Point annotation rows:

>> BEGIN

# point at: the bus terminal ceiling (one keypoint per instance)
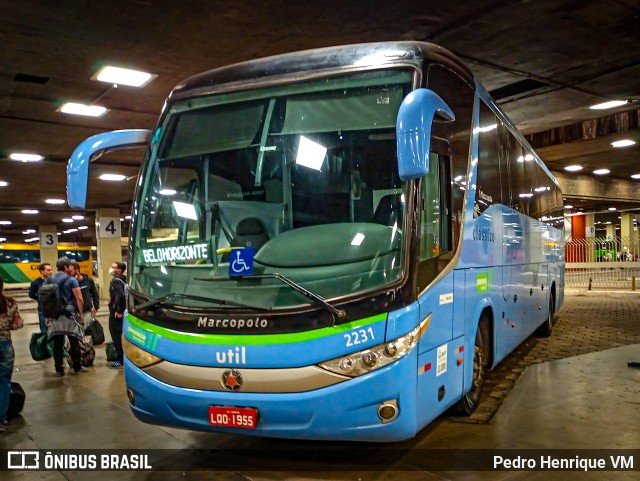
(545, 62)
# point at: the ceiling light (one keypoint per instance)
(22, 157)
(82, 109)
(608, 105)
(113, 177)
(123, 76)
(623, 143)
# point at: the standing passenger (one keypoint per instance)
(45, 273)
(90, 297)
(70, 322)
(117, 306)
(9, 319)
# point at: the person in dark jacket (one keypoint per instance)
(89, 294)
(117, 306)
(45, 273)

>> END
>> BEGIN

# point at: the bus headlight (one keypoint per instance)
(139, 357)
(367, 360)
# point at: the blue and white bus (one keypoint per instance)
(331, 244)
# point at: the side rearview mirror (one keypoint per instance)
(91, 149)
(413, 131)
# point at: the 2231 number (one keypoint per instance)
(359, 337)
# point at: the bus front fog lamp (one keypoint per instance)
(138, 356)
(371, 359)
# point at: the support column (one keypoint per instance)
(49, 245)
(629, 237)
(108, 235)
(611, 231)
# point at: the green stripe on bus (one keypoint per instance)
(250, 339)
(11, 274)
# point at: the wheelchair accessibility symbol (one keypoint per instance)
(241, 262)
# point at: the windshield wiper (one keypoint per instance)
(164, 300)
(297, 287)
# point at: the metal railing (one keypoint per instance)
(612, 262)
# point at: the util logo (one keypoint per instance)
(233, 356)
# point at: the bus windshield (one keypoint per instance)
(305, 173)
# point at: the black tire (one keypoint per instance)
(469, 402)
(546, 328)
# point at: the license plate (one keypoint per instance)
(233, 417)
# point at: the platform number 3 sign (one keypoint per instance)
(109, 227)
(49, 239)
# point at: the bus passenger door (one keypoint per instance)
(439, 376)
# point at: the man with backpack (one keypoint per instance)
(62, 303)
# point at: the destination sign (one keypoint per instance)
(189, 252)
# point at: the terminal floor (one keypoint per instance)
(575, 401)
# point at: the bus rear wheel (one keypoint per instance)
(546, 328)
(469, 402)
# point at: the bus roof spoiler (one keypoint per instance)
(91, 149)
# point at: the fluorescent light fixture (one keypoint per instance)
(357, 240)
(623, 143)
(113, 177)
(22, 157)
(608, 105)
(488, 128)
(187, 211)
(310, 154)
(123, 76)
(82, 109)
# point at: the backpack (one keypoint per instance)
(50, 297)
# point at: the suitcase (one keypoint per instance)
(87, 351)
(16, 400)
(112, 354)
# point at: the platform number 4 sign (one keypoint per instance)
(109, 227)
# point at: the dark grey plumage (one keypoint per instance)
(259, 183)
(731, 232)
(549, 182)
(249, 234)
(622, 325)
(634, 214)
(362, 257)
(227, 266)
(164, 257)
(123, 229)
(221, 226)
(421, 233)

>> END

Which rows above contain the word "sign"? Extract each of them and copy it in full.

# point at: the platform number 3 sign (one keypoint per instance)
# point at: the destination sign (one keypoint per instance)
# point at: the platform number 4 sign (one keypoint per instance)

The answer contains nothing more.